## Description of the task
Extract every line in the records below that contains the string "foreground", and reproduce each one unchanged.

## Recorded information

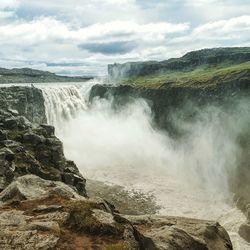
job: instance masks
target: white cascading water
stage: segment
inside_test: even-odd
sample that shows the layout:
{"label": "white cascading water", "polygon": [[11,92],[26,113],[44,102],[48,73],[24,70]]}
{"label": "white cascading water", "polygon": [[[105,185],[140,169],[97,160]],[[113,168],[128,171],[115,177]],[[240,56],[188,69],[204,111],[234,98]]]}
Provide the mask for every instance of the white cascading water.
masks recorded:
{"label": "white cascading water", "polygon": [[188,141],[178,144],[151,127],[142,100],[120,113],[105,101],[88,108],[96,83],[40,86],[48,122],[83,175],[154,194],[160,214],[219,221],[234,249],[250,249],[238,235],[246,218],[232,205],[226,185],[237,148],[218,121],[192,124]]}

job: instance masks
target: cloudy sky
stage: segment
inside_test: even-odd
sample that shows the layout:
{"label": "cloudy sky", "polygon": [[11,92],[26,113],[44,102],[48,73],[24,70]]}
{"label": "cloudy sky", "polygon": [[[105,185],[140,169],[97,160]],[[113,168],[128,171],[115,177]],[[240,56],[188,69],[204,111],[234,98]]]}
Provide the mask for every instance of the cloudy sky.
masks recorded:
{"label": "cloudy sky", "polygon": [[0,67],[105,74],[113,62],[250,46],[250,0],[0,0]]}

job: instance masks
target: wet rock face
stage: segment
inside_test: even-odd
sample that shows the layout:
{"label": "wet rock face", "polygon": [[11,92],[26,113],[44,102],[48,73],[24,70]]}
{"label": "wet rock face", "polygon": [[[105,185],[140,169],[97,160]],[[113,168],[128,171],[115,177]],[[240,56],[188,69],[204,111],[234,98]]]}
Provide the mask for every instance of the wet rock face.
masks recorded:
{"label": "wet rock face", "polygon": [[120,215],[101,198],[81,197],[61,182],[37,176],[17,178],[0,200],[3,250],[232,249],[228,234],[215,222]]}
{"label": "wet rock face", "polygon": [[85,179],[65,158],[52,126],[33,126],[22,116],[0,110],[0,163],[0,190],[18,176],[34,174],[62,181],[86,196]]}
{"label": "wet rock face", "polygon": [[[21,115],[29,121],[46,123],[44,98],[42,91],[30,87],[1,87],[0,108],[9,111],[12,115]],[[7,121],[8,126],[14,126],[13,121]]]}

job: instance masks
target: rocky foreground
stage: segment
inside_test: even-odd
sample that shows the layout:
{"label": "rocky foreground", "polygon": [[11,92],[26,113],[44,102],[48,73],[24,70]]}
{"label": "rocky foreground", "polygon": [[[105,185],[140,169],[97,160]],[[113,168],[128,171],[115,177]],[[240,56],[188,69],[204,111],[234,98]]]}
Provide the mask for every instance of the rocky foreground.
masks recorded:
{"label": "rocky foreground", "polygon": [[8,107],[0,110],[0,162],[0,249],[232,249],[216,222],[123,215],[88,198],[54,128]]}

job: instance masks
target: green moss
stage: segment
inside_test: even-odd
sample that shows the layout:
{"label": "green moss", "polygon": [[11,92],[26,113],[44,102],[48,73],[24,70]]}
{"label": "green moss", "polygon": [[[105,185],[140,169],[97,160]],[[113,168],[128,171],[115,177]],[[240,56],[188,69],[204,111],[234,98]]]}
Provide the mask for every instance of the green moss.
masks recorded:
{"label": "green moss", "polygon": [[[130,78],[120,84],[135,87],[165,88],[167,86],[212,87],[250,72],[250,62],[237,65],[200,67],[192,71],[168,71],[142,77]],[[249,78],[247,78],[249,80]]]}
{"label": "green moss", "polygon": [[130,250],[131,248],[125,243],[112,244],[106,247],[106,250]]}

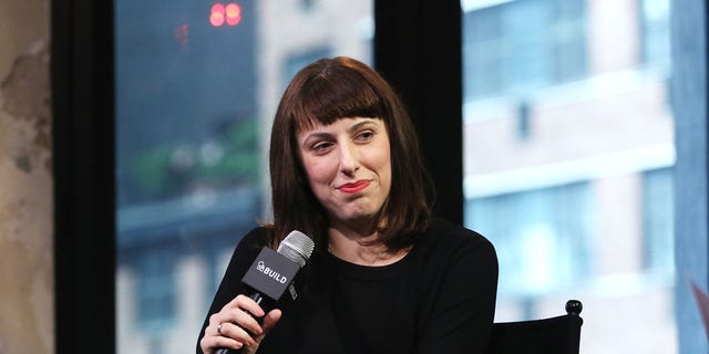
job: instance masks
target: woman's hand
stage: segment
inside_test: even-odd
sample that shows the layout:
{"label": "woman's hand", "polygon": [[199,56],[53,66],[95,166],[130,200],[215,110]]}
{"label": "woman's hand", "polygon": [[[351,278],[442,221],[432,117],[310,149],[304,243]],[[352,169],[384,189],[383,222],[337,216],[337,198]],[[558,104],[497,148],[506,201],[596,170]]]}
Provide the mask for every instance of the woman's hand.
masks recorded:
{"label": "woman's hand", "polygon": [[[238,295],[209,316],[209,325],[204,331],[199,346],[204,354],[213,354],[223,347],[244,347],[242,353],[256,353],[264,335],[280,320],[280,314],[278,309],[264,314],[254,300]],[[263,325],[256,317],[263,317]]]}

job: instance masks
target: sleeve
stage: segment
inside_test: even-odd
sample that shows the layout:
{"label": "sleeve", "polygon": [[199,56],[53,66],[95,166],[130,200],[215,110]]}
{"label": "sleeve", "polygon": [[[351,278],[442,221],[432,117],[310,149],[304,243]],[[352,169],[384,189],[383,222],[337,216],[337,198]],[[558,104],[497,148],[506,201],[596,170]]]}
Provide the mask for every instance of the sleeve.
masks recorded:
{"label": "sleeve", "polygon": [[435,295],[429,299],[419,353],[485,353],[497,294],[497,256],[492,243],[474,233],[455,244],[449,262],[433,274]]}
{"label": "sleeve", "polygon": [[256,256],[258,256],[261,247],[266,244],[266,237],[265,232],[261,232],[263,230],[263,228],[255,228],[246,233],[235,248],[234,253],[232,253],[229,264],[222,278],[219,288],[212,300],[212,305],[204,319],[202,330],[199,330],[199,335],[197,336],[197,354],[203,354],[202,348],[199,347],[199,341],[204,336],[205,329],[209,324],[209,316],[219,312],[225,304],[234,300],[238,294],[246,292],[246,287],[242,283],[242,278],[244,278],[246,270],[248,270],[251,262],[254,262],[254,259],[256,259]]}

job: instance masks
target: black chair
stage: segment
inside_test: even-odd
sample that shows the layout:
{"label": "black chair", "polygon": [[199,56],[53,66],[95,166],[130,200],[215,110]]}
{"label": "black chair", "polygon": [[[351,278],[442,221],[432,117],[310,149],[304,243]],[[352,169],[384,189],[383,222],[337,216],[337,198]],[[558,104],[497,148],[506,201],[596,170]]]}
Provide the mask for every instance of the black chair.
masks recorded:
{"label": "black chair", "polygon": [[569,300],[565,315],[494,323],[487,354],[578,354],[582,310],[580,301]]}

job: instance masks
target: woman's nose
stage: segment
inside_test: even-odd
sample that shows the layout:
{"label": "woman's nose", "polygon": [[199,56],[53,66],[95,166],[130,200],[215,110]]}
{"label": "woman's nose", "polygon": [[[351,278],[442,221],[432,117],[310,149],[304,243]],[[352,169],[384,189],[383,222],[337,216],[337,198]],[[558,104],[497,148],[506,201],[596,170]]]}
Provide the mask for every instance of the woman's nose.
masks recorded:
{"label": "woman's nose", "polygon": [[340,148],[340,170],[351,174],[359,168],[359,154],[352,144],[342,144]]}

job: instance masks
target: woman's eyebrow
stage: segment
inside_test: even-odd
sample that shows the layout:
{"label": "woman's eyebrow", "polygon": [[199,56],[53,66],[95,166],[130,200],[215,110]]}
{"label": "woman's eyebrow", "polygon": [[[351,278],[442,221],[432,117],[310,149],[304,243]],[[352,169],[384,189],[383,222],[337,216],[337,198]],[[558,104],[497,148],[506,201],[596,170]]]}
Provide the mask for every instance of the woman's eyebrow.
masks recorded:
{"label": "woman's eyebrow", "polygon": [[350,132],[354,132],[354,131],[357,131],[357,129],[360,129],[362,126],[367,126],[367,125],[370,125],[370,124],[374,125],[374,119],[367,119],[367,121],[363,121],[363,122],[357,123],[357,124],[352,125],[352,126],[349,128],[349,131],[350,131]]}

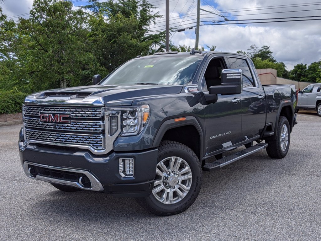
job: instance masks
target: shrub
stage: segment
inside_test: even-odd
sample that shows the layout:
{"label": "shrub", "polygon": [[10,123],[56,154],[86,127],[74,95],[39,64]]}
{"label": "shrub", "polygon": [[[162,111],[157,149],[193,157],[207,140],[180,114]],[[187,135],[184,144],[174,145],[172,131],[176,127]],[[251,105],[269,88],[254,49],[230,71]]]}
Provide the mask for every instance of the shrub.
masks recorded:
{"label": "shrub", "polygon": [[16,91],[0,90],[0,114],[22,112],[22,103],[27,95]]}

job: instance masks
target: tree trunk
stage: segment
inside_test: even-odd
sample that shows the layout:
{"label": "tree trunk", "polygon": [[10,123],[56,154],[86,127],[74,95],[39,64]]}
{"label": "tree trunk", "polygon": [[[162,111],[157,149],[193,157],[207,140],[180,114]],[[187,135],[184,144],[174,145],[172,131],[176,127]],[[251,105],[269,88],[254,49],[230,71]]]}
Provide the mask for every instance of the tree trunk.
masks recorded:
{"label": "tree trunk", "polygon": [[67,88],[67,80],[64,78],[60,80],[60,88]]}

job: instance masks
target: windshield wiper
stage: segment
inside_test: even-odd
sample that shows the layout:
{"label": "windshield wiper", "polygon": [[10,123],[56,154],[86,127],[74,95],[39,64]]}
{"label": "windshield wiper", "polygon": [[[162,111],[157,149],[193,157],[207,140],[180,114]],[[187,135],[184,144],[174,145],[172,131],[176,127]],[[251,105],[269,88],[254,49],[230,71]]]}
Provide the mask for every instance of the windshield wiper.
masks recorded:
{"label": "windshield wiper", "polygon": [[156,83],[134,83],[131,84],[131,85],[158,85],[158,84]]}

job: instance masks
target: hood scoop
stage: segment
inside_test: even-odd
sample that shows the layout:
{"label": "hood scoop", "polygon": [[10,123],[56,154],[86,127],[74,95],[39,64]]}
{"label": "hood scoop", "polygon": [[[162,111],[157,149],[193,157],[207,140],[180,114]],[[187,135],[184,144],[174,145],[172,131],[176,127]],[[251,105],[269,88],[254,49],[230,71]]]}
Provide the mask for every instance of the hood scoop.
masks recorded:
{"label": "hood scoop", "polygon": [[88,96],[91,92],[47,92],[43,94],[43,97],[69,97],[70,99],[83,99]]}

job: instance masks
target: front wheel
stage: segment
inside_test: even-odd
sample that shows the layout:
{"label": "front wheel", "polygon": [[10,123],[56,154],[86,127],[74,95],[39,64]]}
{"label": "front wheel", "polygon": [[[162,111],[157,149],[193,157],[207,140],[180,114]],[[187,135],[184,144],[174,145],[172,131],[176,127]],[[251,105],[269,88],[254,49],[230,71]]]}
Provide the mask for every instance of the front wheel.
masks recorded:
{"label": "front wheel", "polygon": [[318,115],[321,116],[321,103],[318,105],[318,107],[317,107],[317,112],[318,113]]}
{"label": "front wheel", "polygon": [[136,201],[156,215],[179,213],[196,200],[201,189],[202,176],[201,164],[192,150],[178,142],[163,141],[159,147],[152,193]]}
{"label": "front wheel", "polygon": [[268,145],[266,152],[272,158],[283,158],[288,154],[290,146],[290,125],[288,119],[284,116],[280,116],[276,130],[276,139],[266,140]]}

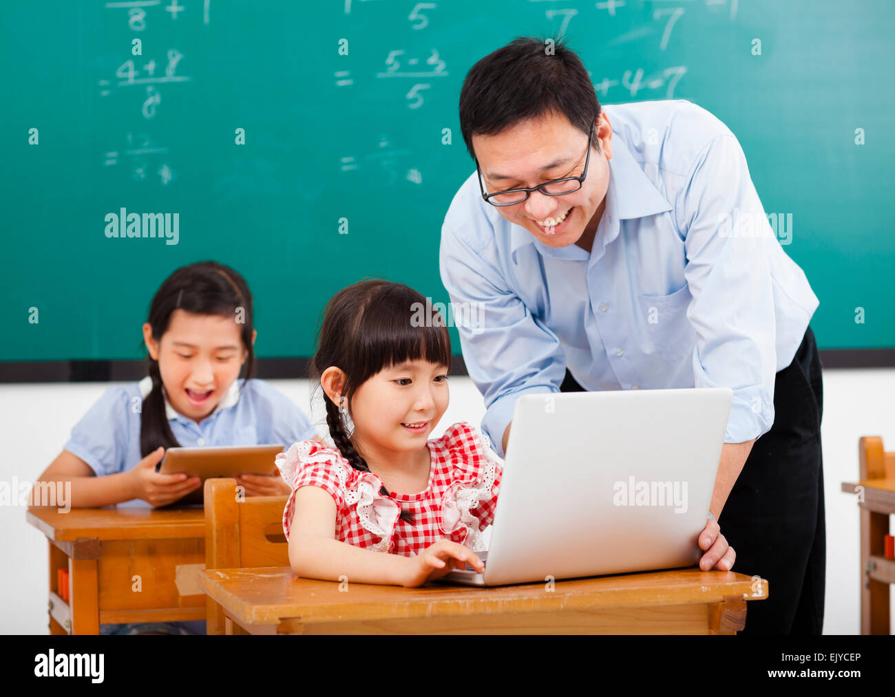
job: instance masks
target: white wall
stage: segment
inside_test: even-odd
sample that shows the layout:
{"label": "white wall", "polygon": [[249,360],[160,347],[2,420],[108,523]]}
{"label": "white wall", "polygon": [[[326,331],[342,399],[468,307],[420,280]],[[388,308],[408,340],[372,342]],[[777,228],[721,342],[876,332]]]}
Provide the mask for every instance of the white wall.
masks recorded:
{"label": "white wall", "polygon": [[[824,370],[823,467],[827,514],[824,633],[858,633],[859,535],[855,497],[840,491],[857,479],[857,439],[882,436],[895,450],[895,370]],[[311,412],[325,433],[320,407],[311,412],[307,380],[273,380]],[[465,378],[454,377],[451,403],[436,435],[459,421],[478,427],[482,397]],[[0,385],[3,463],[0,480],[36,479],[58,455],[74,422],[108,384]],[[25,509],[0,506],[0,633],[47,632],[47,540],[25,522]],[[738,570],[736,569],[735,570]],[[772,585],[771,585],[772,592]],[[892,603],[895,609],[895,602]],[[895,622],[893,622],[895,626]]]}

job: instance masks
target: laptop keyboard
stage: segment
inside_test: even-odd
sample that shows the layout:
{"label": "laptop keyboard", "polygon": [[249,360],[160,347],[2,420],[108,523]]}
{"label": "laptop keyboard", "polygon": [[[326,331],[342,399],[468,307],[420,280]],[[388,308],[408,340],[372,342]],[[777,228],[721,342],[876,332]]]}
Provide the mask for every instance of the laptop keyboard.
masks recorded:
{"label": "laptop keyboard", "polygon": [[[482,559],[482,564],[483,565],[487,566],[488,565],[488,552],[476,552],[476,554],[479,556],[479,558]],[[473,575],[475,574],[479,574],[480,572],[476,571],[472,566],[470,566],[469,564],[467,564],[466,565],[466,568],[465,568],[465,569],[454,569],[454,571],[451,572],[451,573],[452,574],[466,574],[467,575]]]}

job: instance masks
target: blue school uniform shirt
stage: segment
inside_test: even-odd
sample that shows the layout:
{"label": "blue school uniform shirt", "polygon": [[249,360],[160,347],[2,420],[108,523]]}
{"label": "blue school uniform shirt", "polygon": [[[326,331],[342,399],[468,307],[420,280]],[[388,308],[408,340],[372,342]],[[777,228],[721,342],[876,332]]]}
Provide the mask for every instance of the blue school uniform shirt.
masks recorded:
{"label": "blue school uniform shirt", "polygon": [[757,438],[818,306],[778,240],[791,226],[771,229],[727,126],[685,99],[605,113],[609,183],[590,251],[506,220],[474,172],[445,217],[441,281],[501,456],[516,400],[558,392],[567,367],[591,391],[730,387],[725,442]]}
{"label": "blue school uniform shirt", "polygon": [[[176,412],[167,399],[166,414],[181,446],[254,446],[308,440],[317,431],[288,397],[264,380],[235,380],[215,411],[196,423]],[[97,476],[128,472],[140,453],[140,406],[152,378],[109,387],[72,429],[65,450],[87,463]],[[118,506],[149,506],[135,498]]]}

## Finished answer
target: rocky foreground
{"label": "rocky foreground", "polygon": [[11,92],[26,113],[44,102],[48,73],[24,70]]}
{"label": "rocky foreground", "polygon": [[[105,185],[140,169],[97,160]],[[113,168],[128,171],[115,177]],[[240,56],[188,69],[204,111],[234,98]]]}
Provide the mask for every instance of the rocky foreground.
{"label": "rocky foreground", "polygon": [[8,107],[0,110],[0,162],[0,249],[232,249],[216,222],[123,215],[88,198],[54,128]]}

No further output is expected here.